* Aim *
Extract, word for word, the rows that start with the line containing "The component shall locate the button" and run through the last row.

* Extracted material *
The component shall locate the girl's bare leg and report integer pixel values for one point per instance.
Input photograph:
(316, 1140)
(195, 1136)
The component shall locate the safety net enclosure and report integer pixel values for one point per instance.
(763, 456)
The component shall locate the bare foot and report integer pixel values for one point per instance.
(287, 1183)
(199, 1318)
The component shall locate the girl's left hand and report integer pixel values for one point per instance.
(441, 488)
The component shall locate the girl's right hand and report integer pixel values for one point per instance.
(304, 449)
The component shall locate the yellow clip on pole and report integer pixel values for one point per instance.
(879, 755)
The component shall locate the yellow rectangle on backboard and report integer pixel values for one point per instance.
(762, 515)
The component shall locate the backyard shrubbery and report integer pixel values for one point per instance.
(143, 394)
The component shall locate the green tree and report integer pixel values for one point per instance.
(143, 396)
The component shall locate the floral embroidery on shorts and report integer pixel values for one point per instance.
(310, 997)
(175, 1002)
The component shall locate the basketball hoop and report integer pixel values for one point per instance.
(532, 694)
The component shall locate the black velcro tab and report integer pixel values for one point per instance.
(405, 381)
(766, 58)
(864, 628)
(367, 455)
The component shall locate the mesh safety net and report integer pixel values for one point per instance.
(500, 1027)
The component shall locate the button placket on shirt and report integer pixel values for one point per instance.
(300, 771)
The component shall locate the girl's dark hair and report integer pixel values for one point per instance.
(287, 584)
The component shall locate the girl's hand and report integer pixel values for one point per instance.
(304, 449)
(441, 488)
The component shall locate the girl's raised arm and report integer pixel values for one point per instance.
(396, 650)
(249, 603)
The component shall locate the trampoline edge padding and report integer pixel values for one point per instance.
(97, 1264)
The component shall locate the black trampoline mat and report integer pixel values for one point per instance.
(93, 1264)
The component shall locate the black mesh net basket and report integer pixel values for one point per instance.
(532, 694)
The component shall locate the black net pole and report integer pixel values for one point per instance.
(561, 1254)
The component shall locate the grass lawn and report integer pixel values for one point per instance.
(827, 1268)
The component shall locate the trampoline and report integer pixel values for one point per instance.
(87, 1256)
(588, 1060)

* Full response *
The component shall locate the button placket on shirt and report integer pixel values for one point per instance.
(300, 771)
The component shall locate the girl's dark hair and report integer pixel values for one point per instance.
(287, 584)
The component shall locate the girl's hand and report integer pixel values for one point per instance.
(304, 449)
(441, 488)
The component shall locate the girl's raised arm and report integer pixel values for one point per instance.
(396, 650)
(249, 603)
The component shall locate the trampoline edge padding and report integer pixel values for one point per instance.
(97, 1264)
The component shall locate the black trampoline mat and report integer pixel values for one point per instance.
(93, 1264)
The component shall locate the black mesh net basket and report integer pixel values for one point per instance.
(532, 694)
The component shall locate the black net pole and report integer pixel values for one point per instance.
(561, 1254)
The component shall locate the grass lawn and report integer pixel values for one point per instance.
(827, 1268)
The component shall locate the trampoline and report integer pixel values for one point per instance.
(87, 1256)
(588, 1060)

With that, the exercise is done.